READING PASSAGE:
The Wrong Side of Heaven and the Righteous Side of Hell, Volume 1 is the fourth studio album by American heavy metal band Five Finger Death Punch and the first of two albums released by the band in 2013. It was released on July 30, 2013, through Prospect Park. Pre-orders for the album started on iTunes on June 18, 2013. The album debuted in the United States Billboard 200 charts at No. 2, their highest chart position in that country, with 113,000 copies sold. Volume 2 and Got Your Six would eventually tie this chart record. The album has been certified platinum by the Recording Industry Association of America (RIAA) for sales of at least 1,000,000 copies. The album was entirely produced by Kevin Churko and Five Finger Death Punch.

Background
On February 15, 2013, Five Finger Death Punch announced that they were working on their fourth album. On March 18, the band posted a promotional video for an upcoming tour with a new song titled "Here to Die". The song would end up appearing on The Wrong Side of Heaven and the Righteous Side of Hell, Volume 2 as the first track.

On May 1, 2013, the band announced that they would be releasing two studio albums in the year, with The Wrong Side of Heaven and the Righteous Side of Hell, Volume 1 being released on July 30, and Volume 2 following later in the year. Guitarist Zoltan Bathory said of the band's decision to release two albums: "We came off the road after a couple of great years of touring and were really amped up to write the 4th record. Everybody was in the right headspace and the band tighter than ever so it was a perfect storm. We jumped in head first and found ourselves 12–13 songs deep fairly quick but were still coming up with better and better material so we looked at each other and said... okay why stop there?... let’s keep going. Once we passed the 24th song we knew we’re going to have to do a double album. We had this massive amount of music that’s very dear to us, possibly the best material this band has ever created. At that point there was no way to decide which songs to leave off the album. So we made the decision to release them all."

PROVIDED MATERIAL:

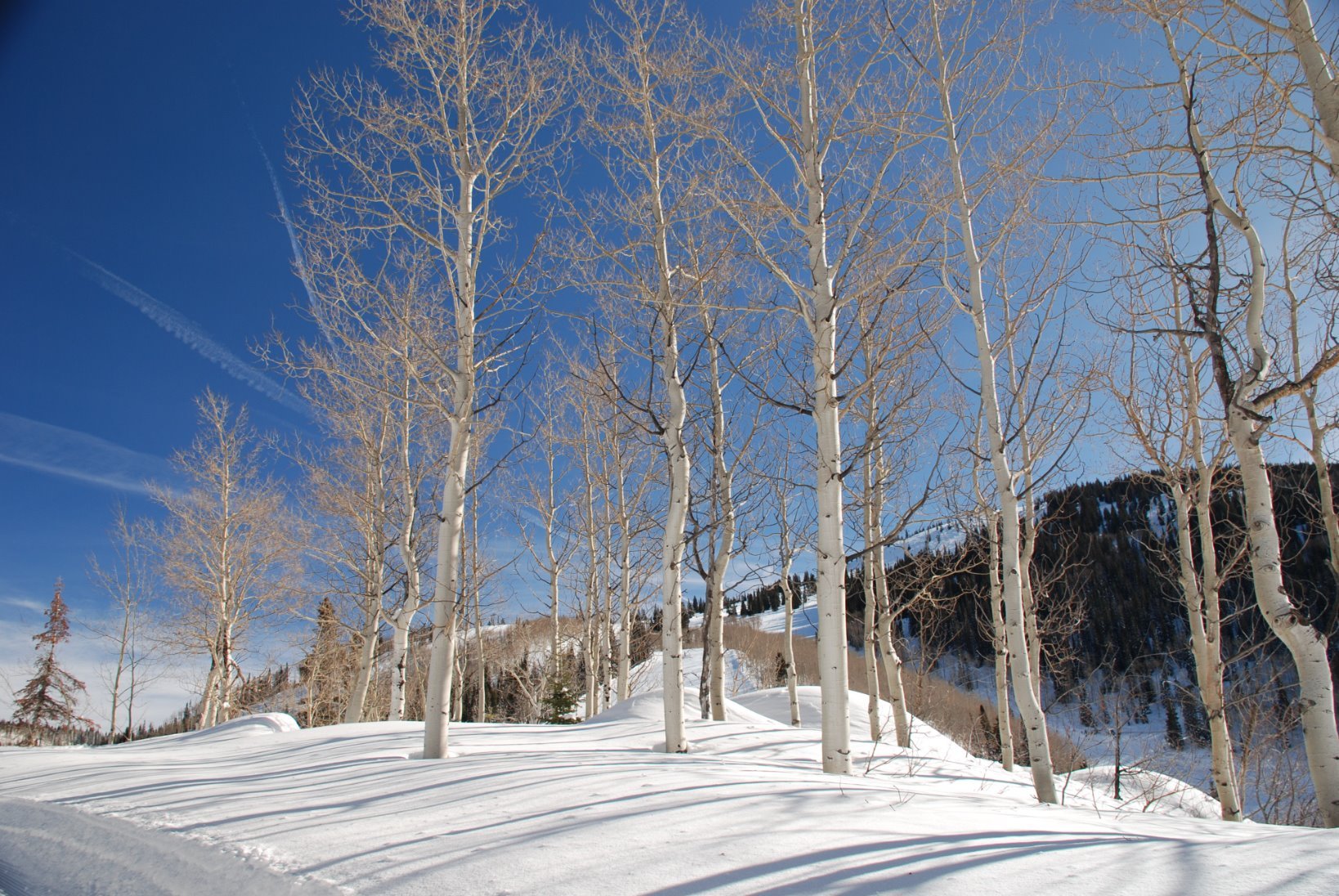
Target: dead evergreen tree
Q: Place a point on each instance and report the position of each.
(129, 583)
(52, 696)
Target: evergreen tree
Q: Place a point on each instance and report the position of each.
(327, 670)
(48, 699)
(560, 701)
(1175, 738)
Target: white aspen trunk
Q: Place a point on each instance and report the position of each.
(1024, 690)
(1208, 663)
(1324, 485)
(1305, 642)
(1024, 568)
(821, 318)
(625, 615)
(588, 650)
(789, 598)
(671, 587)
(705, 673)
(554, 608)
(723, 491)
(403, 618)
(677, 516)
(121, 669)
(442, 659)
(399, 658)
(872, 535)
(208, 698)
(892, 662)
(1320, 79)
(462, 663)
(606, 616)
(226, 679)
(998, 639)
(482, 697)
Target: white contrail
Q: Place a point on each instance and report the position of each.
(78, 455)
(188, 331)
(292, 235)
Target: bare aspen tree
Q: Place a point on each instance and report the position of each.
(129, 583)
(226, 549)
(1301, 284)
(1280, 44)
(984, 82)
(642, 90)
(818, 92)
(423, 161)
(543, 499)
(782, 484)
(1220, 163)
(1167, 417)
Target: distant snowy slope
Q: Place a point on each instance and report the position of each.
(595, 808)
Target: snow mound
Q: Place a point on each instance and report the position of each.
(648, 706)
(1143, 792)
(247, 726)
(774, 703)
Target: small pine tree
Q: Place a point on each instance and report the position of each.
(990, 732)
(327, 670)
(1175, 738)
(48, 699)
(560, 701)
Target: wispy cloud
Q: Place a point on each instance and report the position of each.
(77, 455)
(292, 233)
(186, 331)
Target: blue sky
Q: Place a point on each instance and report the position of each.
(142, 253)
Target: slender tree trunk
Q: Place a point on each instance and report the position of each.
(365, 662)
(677, 517)
(401, 656)
(445, 598)
(1204, 646)
(1305, 644)
(872, 535)
(789, 598)
(1024, 690)
(821, 319)
(1002, 713)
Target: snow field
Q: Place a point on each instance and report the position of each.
(596, 808)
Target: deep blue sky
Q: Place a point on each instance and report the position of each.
(128, 141)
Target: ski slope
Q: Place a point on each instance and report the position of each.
(598, 808)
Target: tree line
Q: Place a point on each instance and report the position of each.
(790, 292)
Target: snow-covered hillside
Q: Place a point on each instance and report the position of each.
(595, 808)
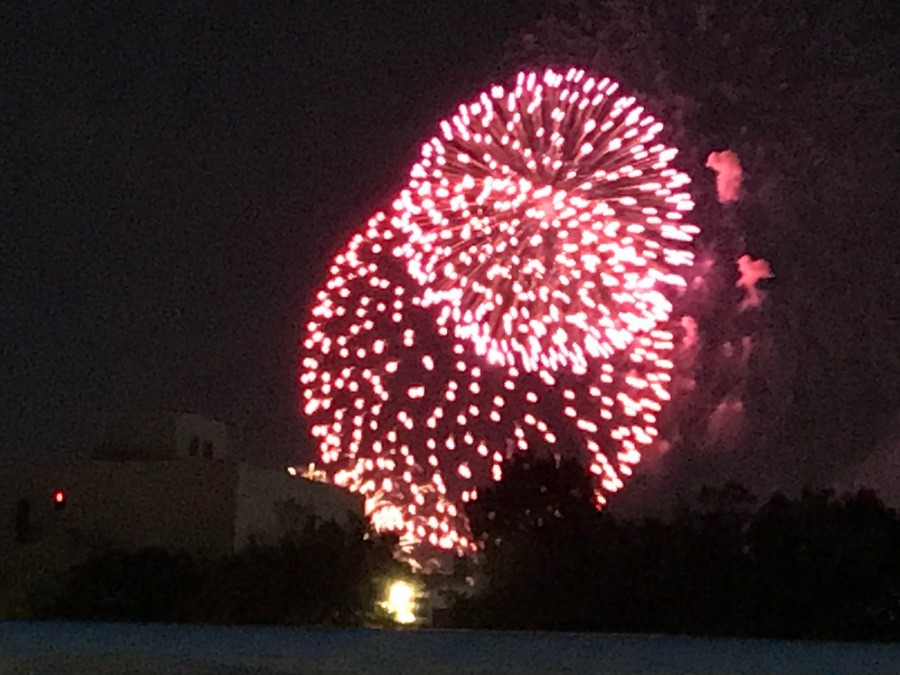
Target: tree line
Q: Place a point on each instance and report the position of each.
(814, 566)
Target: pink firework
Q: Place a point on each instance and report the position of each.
(513, 298)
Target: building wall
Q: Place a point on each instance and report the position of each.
(269, 504)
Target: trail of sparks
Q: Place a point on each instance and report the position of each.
(513, 298)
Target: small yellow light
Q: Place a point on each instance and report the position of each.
(401, 602)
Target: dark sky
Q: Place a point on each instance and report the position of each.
(172, 181)
(175, 180)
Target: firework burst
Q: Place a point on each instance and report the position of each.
(513, 297)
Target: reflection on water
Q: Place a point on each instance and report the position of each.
(106, 648)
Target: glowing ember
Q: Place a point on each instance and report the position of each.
(513, 298)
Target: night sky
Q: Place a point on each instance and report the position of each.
(175, 180)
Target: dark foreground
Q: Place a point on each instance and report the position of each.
(61, 648)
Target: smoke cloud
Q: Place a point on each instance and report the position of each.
(752, 271)
(728, 170)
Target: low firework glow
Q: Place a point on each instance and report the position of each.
(400, 602)
(514, 297)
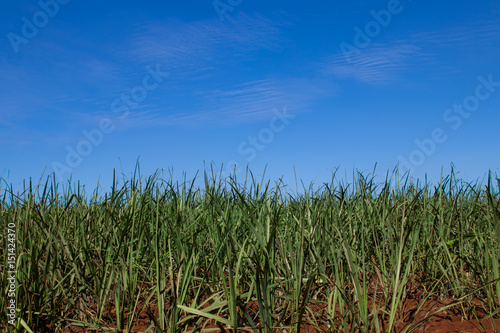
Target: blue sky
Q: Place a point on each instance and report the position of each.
(298, 87)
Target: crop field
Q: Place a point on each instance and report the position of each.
(246, 255)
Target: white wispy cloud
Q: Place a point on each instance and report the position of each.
(378, 64)
(249, 101)
(203, 44)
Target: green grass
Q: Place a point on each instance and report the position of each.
(249, 254)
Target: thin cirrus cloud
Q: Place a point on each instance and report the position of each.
(377, 64)
(381, 64)
(246, 102)
(203, 43)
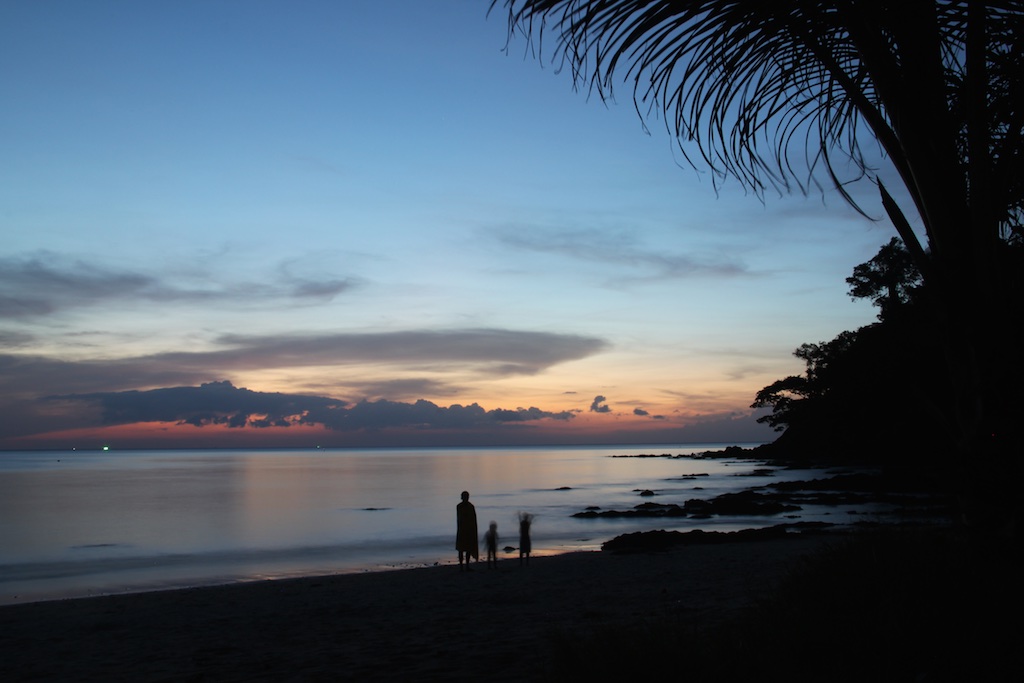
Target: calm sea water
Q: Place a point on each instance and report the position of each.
(83, 523)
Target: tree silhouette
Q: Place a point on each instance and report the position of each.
(775, 94)
(889, 279)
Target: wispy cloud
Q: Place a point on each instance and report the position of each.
(486, 351)
(620, 249)
(45, 283)
(222, 403)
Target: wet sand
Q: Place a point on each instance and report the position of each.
(424, 624)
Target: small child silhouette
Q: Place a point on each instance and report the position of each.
(491, 540)
(525, 519)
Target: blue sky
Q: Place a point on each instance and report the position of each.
(378, 205)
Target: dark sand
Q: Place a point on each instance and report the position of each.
(427, 624)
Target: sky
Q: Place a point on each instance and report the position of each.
(361, 223)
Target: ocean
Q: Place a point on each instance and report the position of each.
(81, 523)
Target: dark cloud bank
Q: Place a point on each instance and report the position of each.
(222, 403)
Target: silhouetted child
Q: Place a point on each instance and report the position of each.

REQUIRED TASK: Carry on the article about the Five Finger Death Punch album above, starting right after its last sentence.

EXERCISE ANSWER:
Unlike the sequel to the album, Volume 1 features multiple guest appearances, including the aforementioned Rob Halford and Tech N9ne, along with Maria Brink. The deluxe version includes Max Cavalera and Jamey Jasta in addition to those already mentioned.

Singles
The album's opening track and lead single is "Lift Me Up", and features Judas Priest lead singer Rob Halford. The band debuted the song live during the 5th Annual Golden God Awards. It was subsequently released as a single on May 2, 2013. Lead singer Ivan Moody remarked that "just to work alongside an icon like Rob Halford, The Metal God, was absolutely surreal." Moody has said of the song's lyrical themes: "The song itself was originally written about overcoming everyday obstacles and less-than-perfect situations. Most of us weren't born with a silver spoon in our mouth, but if life dealt you all the wrong cards, you still have to play."

The album's second single, an LL Cool J cover of "Mama Said Knock You Out", was released on March 25, 2014. It features American rapper Tech N9ne.

The album's third single was the title track serving for both the albums, "Wrong Side of Heaven".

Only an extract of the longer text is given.